On July 9, President Biden issued a broad executive order titled “Promoting Competition in the American Economy,” which takes aim at anti-competitive and monopolistic practices in the U.S. economy. The order named some industries specifically, including beer, wine, and spirits. 

In the order, Biden directs the Treasury Department to prepare a report within 120 days (before Nov. 6) that scrutinizes the alcohol industry’s market structures, with an eye toward reforming “threats to competition” and/or “barriers to new entrants” posed by industry consolidation. His order further directs the Alcohol and Tobacco Tax and Trade Bureau (TTB) to, within 240 days (by March 5, 2022), consider updating legal trade practices and “reducing any barriers that impede market access for smaller and independent brewers, winemakers, and distilleries.”

While no one can yet say what the Treasury Department or TTB will find, trade groups at all levels of the beer industry are watching closely. The executive order could spell increased regulatory oversight or changes to what constitute legal and accepted trade practices. As global law firm Norton Rose Fulbright wrote in analysis of the new executive order: “… Given the Administration’s views on competition and consumer protection, the potential impact on alcohol production, distribution, and retail sales is enormous.”

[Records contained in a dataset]
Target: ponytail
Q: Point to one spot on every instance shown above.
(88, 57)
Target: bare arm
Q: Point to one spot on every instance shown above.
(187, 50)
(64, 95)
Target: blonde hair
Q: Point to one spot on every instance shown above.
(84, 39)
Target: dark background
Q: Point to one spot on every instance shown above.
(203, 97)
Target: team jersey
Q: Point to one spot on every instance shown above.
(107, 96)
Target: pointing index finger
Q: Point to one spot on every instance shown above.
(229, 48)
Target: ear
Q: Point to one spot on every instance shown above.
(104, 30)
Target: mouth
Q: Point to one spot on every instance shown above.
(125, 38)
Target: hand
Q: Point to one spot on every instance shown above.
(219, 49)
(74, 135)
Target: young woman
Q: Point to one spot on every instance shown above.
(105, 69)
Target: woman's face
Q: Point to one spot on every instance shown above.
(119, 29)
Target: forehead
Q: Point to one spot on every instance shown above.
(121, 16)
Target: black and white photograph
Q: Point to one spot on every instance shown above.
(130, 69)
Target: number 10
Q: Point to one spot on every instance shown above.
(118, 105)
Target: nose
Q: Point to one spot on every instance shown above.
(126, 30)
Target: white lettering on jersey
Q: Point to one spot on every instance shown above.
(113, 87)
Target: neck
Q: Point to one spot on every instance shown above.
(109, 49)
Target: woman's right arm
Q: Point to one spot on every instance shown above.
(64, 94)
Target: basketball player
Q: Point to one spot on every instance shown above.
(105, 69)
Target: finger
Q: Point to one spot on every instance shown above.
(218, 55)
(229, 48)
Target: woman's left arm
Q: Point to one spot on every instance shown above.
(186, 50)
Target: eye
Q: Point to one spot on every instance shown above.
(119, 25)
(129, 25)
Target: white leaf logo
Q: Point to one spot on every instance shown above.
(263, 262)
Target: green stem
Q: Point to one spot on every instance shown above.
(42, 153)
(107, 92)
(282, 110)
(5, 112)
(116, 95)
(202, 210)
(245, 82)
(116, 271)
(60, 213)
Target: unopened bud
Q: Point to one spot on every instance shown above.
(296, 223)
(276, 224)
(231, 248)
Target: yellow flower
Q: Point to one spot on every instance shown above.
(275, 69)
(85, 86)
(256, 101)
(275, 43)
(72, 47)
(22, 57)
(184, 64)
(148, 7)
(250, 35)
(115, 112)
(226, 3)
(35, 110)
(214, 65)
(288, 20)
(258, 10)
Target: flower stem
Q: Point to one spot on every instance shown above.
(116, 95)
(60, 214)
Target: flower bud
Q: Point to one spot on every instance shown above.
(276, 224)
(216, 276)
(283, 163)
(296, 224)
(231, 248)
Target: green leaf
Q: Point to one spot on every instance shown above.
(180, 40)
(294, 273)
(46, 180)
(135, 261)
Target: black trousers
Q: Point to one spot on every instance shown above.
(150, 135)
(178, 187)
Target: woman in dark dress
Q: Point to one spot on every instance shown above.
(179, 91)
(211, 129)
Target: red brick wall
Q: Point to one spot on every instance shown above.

| Exercise details |
Write out, word for word, the part of the text on the competition executive order above that opens with the words containing "On July 9, President" and closes with "wine, and spirits.".

| Full answer |
On July 9, President Biden issued a broad executive order titled “Promoting Competition in the American Economy,” which takes aim at anti-competitive and monopolistic practices in the U.S. economy. The order named some industries specifically, including beer, wine, and spirits.